**Your assignment:**
For each record that follows, write out an identical copy.

**Extracted information:**
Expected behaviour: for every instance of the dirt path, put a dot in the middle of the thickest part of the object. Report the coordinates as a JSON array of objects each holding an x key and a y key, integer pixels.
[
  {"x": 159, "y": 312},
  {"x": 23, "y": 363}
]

**Answer to this exercise:**
Expected behaviour: for every instance of the dirt path, put a dot in the middle of the thickest part of the object. Report the coordinates as a JSON array of objects each holding an x key and a y key, integer pixels.
[
  {"x": 159, "y": 312},
  {"x": 23, "y": 363}
]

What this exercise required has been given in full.